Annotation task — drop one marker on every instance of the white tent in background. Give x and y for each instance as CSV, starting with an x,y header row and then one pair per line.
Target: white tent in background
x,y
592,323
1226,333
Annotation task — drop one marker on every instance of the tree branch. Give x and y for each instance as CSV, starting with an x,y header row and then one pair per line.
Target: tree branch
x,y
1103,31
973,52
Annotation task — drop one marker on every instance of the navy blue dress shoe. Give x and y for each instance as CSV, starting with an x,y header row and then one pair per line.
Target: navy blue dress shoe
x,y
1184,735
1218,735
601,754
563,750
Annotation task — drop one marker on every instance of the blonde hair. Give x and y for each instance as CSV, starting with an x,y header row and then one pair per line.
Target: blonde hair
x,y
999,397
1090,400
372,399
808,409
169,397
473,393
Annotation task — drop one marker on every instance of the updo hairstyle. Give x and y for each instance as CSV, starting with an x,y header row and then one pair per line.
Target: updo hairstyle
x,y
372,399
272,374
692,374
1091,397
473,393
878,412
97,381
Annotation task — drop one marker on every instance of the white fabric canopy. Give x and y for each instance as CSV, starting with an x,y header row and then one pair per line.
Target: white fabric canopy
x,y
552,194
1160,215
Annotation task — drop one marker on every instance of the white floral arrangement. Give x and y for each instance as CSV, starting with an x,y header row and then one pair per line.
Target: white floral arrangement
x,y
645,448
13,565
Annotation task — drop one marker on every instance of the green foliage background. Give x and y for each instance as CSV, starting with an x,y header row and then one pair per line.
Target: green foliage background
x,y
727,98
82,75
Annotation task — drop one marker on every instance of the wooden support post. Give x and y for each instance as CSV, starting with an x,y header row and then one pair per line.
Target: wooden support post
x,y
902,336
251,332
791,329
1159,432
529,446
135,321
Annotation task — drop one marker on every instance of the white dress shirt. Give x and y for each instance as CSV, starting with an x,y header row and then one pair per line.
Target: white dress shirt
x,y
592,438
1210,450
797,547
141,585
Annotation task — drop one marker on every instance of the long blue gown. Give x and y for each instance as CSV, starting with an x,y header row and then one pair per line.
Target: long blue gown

- To be done: Each entry is to be returned in full, character for character.

- Output for this exercise:
Annotation task — drop one marker on every instance of the white tent in background. Give x and y for each instance as CSV, starting with an x,y header row and then one pair per line.
Target: white tent in background
x,y
592,323
1226,333
Annotation task — drop one marker on every instance of the tree branch. Give x and y for each instance as CSV, starting with an x,y header row and then one pair per line.
Target: tree branch
x,y
1103,31
973,52
Annotation task — drop one marker on every instance of the navy blue dress shoe. Give x and y for each instance as CSV, starting with an x,y header row and then one pair per line.
Target: navy blue dress shoe
x,y
1184,735
1218,735
601,754
563,750
Annotation task — drop one marker on every instance of the blonde hair. Give x and y for each instance as CSV, starting with an x,y header row and then one pair per line.
Target: blonde hair
x,y
999,397
1090,400
372,399
808,409
169,397
473,393
Annotation task — drop one marker on every instance of the updo hairstyle. Give x and y for each instance as CSV, starting with an x,y header row and then one pair per line.
Target: updo hairstyle
x,y
372,399
272,374
692,374
1091,397
473,393
878,412
97,381
Annotation task — drop one marker on every instance of the white fabric canopy. Give x and y for each instance as CSV, starting with an x,y header row and then one pair per line.
Target: white fabric canopy
x,y
552,194
1160,215
Annotation task — drop one marker on every instance of the white floral arrangement. Give x and y for each instance as CSV, starting with an x,y header row and then one pair per line.
Target: white floral arrangement
x,y
645,448
13,565
Annotation task — drop one marker on every instance of the green foliage background. Give x and y for each instance as CSV, starting with an x,y header row and then one pair per line.
Target: green foliage background
x,y
727,98
82,75
Annotation task — drop one marker on every instance of the wooden support post. Give x and y for each instance as CSV, starting with an x,y header row and then one pair per line.
Target: wooden support post
x,y
902,336
251,332
791,329
1159,432
529,446
135,321
Annotation task — drop one marker on every instance of the white dress shirt. Give x and y for each instance as CSV, starting with an x,y header row and then one pair per line.
Target: white dress shirt
x,y
592,438
1210,450
797,547
141,585
Annotation task — drop one marker on every instance of the long blue gown. Give x and y for each instance as CSV, starting with an x,y header row and then one pair per line.
Target: long blue gown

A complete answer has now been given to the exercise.